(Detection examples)

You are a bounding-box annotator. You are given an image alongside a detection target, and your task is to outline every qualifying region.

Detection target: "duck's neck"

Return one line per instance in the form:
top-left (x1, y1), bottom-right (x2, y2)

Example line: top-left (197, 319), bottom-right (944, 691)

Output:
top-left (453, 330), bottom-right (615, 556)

• _Your objective_
Rewrite everything from the start of the rows down to the line containing "top-left (x1, y1), bottom-right (x2, y2)", inclusive, as a Markdown table with the columns "No." and "Line". Number each line and leave out blank lines.

• _Correct response_
| No. | Line |
|---|---|
| 1 | You are a bounding-box annotator. You are given an image alongside a detection target, and your task is to outline every qualifying region. |
| 2 | Detection target: "duck's neck" |
| 3 | Return one line per instance in the form: |
| 4 | top-left (x1, y1), bottom-right (x2, y2) |